### Selected text
= = = = =
I've been thinking about this for a while and remembered a good analogy from the car industry. Remember electric cars? Tesla's stock hits $1,000, they capture the market, and BMW or Mercedes seem to "do nothing." In the AI world, OpenAI is Tesla, and Google is BMW.
Google actually invented the Transformer architecture (the "T" in GPT) back in 2017. They had the technology but no product. OpenAI had an imperfect product, but Altman could afford to disrupt the market by shipping a raw, hallucinating ChatGPT. Google (like BMW) couldn't do that — they need quality, safety, and integration, or they'll get sued and tank their stock. So they weren't in a rush to pour billions into their own technology, afraid of cannibalizing Search (even though there were internal champions who believed in the LLM idea).
ChatGPT's launch was Google's wake-up call. Sergey Brin literally came back to the office to write code (there were rumors he was committing fixes to Gemini), they declared Code Red internally — everyone working hard and fast because the competitor was way ahead.
Looking at December 2025 traffic charts where Gemini is eating into OpenAI's share, it seems like the strategy worked. They let startups skim the first hype cream, watched the mistakes others made, and now they're simply rolling out their machine to billions of Android and Workspace users. The exact same thing happened with BMW/Mercedes vs Tesla.
In the Valley they say: "Google is not first, but Google is usually last standing." Hard to disagree. In my opinion, Gemini 3 Pro and Nano Banana Pro are the best models on the market. Better yet — affordable and even free in Google AI Studio.
= = = = =
### Stored data
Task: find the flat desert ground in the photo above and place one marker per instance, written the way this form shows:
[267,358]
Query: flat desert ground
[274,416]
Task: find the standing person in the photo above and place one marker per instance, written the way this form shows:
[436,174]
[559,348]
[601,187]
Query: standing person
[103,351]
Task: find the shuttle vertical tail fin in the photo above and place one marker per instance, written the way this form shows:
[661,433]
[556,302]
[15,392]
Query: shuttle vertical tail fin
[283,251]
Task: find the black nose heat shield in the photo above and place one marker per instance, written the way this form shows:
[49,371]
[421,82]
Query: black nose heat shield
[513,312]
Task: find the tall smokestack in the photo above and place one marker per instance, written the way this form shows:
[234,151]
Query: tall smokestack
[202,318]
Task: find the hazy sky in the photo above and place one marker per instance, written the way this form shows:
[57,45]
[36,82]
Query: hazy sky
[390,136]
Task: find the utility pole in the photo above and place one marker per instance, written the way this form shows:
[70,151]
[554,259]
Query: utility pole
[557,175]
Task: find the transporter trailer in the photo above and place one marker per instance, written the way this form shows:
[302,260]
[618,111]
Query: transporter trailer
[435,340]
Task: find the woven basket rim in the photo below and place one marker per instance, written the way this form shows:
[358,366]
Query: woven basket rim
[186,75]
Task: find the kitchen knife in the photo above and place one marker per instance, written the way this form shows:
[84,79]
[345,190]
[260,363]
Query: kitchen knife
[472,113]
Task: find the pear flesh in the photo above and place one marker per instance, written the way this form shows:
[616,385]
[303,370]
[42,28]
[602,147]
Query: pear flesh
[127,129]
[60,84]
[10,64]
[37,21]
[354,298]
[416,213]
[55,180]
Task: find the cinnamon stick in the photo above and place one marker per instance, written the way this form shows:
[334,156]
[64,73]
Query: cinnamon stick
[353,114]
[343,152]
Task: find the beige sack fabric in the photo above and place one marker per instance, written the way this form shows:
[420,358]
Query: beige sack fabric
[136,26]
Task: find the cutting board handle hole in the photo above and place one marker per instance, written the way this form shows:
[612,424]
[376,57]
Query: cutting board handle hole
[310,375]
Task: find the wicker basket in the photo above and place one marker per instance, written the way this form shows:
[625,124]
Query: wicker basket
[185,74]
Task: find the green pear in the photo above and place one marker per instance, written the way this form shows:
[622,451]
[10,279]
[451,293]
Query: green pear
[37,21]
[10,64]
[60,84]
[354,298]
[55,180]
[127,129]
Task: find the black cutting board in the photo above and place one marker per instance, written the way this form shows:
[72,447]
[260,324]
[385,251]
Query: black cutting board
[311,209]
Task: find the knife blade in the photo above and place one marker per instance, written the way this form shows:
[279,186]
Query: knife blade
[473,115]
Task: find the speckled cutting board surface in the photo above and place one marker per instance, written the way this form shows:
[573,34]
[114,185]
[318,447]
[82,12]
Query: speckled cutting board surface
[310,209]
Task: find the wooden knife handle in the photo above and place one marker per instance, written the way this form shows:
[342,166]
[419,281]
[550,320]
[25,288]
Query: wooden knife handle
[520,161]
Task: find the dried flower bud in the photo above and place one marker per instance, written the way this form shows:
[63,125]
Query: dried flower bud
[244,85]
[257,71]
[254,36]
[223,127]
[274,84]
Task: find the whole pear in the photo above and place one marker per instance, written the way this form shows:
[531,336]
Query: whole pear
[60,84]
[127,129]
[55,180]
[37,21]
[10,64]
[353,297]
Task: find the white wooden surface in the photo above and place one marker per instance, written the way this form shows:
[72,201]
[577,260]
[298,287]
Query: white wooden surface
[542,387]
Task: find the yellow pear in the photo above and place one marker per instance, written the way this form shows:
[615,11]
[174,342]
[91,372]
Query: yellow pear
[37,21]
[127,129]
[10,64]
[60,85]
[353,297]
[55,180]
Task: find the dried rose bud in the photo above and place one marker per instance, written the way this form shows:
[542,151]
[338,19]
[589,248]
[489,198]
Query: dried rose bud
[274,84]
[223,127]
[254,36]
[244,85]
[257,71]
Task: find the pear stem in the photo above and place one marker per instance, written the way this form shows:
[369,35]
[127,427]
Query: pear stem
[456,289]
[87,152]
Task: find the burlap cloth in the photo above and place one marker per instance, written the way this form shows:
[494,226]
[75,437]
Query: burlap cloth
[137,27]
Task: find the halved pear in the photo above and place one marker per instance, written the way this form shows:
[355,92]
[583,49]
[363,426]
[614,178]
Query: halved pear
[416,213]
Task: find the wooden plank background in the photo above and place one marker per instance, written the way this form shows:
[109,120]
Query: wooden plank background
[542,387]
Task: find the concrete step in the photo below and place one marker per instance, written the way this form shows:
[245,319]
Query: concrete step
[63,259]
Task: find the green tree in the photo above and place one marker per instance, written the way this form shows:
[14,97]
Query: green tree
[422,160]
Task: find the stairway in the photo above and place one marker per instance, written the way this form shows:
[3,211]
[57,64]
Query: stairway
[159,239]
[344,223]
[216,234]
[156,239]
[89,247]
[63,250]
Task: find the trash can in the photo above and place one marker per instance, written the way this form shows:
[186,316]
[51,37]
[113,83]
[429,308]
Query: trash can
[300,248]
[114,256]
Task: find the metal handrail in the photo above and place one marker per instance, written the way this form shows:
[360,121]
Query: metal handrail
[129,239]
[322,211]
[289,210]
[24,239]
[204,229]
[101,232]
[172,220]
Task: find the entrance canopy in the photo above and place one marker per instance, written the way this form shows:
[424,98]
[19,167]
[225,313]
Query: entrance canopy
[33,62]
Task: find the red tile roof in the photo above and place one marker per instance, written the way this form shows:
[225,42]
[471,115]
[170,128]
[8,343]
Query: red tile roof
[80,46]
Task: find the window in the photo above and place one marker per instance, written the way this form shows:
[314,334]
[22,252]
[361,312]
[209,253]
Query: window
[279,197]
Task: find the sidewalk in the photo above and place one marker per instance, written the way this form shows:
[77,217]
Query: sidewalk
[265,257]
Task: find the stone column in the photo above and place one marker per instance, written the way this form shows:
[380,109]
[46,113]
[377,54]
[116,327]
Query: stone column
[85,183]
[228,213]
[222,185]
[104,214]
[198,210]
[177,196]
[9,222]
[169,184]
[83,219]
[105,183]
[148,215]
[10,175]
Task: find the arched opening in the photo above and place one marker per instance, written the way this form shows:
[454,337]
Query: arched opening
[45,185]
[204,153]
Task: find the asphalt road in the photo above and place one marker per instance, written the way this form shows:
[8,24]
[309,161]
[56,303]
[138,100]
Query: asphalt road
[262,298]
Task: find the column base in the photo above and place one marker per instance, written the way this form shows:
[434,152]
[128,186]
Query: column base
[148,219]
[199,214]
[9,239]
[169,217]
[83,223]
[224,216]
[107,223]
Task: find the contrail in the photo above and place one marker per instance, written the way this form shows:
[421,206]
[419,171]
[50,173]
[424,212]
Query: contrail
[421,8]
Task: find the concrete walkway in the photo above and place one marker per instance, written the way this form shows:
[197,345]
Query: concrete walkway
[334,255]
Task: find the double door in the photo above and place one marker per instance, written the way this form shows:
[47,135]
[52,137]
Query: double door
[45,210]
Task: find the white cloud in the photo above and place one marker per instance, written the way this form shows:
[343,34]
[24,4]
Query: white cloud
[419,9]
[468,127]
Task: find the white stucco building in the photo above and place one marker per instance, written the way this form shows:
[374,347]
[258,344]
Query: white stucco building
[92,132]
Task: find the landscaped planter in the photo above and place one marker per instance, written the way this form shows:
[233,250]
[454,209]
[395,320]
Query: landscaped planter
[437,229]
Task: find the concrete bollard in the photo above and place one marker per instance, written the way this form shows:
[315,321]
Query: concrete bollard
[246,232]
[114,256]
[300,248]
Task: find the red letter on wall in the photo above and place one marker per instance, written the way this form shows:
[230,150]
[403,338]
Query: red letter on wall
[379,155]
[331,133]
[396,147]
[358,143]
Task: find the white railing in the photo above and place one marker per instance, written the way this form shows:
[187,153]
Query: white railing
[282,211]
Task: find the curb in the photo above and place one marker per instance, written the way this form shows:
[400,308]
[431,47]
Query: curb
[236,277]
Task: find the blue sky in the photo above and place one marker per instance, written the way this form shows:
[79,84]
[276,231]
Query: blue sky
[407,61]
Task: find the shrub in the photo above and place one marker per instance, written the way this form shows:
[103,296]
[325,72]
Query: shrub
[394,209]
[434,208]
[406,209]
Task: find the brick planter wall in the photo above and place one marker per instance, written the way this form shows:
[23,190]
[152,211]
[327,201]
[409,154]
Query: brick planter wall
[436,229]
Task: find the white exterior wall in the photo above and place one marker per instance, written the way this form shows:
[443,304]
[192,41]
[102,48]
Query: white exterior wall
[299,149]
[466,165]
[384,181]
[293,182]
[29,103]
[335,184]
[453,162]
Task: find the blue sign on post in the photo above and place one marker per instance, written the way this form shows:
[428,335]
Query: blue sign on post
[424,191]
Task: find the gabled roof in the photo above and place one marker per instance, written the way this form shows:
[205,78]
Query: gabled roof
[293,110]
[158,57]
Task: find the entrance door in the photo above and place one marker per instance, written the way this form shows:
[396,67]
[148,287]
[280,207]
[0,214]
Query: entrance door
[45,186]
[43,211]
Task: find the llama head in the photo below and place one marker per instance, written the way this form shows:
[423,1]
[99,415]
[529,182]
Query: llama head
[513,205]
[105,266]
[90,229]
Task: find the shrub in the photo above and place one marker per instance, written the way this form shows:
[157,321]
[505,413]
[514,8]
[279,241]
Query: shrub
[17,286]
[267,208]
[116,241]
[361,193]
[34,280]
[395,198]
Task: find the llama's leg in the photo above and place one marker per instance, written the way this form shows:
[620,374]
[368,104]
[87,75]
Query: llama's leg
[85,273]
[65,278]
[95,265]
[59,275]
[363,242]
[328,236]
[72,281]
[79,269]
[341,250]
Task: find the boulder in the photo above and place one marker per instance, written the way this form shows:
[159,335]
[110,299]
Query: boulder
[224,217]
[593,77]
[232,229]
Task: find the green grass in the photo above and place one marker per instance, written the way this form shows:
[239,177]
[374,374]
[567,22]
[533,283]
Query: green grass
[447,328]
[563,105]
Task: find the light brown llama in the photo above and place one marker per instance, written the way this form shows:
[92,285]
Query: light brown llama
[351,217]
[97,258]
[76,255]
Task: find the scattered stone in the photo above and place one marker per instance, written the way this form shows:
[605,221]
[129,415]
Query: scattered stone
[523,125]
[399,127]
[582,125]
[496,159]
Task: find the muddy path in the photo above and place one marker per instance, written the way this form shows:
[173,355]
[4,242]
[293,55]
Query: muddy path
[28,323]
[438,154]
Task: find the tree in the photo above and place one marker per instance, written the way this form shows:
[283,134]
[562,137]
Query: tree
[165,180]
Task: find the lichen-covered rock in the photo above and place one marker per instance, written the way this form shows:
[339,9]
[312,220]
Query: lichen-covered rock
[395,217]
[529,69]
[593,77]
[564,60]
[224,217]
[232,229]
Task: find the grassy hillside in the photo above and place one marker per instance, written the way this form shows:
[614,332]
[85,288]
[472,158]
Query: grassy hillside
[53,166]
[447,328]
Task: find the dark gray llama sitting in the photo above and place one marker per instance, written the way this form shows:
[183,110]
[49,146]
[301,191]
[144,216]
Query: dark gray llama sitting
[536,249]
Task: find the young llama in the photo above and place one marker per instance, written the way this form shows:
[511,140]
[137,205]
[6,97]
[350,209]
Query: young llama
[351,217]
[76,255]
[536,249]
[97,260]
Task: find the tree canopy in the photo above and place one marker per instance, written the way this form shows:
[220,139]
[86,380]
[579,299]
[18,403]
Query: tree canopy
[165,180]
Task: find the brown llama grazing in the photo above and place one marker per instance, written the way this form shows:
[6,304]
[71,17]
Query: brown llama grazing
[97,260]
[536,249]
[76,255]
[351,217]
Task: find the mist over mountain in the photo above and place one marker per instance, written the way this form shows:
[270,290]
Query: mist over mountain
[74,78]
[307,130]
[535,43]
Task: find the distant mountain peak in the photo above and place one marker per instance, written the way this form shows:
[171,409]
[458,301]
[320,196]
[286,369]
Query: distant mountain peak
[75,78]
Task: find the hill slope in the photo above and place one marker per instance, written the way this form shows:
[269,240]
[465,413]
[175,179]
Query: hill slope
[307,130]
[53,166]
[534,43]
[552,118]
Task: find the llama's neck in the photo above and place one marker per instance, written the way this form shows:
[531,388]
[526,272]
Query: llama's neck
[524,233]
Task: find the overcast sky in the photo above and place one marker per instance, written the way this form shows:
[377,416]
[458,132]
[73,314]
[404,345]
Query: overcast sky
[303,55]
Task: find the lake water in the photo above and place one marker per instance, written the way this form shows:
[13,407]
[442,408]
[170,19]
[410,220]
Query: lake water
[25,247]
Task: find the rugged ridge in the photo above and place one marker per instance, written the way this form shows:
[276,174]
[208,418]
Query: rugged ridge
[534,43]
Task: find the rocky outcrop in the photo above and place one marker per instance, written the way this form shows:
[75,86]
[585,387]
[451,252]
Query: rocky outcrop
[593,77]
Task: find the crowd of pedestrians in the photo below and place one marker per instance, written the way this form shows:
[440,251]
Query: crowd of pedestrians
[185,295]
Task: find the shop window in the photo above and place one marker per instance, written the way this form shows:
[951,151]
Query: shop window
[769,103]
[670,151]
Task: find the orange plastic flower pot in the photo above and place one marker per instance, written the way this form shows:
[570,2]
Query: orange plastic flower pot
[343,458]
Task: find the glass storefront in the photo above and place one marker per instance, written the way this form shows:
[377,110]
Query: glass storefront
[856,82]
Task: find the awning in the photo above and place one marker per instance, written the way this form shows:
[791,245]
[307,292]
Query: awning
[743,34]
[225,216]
= = = = =
### What this task involves
Please write out the piece on Google and OpenAI word for word, starting with "Google actually invented" and going on through "the LLM idea).". Work from the piece on Google and OpenAI alone.

### Expected output
Google actually invented the Transformer architecture (the "T" in GPT) back in 2017. They had the technology but no product. OpenAI had an imperfect product, but Altman could afford to disrupt the market by shipping a raw, hallucinating ChatGPT. Google (like BMW) couldn't do that — they need quality, safety, and integration, or they'll get sued and tank their stock. So they weren't in a rush to pour billions into their own technology, afraid of cannibalizing Search (even though there were internal champions who believed in the LLM idea).